What is needed: Copy out every one of the following lines unchanged, but leave the pictures out of your copy.

Data:
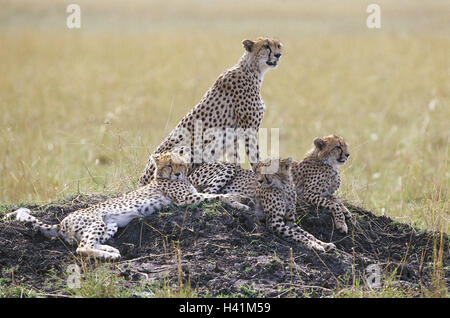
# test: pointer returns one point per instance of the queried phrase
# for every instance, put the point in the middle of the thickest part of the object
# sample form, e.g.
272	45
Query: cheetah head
331	149
274	172
264	52
170	166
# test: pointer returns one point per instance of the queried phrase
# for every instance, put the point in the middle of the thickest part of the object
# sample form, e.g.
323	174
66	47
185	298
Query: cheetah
317	178
276	196
233	102
93	226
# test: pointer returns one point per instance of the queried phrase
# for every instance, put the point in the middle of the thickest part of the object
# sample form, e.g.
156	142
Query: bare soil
218	251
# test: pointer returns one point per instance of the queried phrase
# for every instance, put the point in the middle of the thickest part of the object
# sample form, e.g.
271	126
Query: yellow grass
82	109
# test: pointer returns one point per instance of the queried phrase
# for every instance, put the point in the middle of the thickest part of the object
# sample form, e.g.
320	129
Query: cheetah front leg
230	199
95	234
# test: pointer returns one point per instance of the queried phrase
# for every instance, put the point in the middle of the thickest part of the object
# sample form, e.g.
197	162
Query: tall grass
82	109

Response to this task:
# test: pointer returns one point per instance of the queried phrase
# for every instance, put the point in the middle of the thickest part of the object
# sample form, e.g.
272	45
Query: cheetah head
331	149
274	172
264	52
170	166
# test: pointer returns one point per instance of the queried phrase
# for every instance, put the point in the middle of the thickest part of the object
# sample form, e.g.
323	174
66	47
185	298
Query: cheetah
317	178
276	196
233	102
93	226
# test: pointer returns one point per instance of the queried phrase
# for every instance, put the point in the middle of the thickest part of the object
# sample form, e.g.
156	142
Query: bare soil
218	251
# test: pointer returns one point per instance of the queried phrase
# for every instance, put the point in the middle of the thickest part of the object
# sample form, e.g.
271	126
Query: yellow grass
82	109
# test: pointer returns one point per instance of the queried phrase
# for every instance, put the point in the middle of the thickest part of the object
# sample form, e.g.
320	129
Query: cheetah front leg
230	199
95	234
# test: pointer returns one point per instance of the queried phrase
# for every instance, put the point in the middle of the thickest part of the object
# sample form, e.g.
197	162
Query: tall grass
82	109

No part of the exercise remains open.